(Stored records)
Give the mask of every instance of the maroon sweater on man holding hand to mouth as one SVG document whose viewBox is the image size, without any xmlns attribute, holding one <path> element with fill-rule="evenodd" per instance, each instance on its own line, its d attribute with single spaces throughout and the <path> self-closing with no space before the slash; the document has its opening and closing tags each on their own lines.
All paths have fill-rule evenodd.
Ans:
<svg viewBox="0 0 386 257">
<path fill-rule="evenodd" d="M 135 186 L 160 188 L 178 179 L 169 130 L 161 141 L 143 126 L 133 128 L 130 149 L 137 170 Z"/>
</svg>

EXERCISE DETAILS
Send back every entry precisely as given.

RESPONSE TO THIS TASK
Give the mask of every instance of the maroon sweater on man holding hand to mouth as one SVG document whose viewBox is the image size, without any xmlns attribute, holding one <path> element with fill-rule="evenodd" per instance, each instance on its own line, its d attribute with single spaces throughout and the <path> self-closing with no space before the slash; the document has its opening and closing tags each on their own lines.
All paths have fill-rule evenodd.
Ans:
<svg viewBox="0 0 386 257">
<path fill-rule="evenodd" d="M 135 186 L 160 188 L 178 179 L 169 130 L 161 141 L 143 126 L 133 128 L 130 149 L 137 170 Z"/>
</svg>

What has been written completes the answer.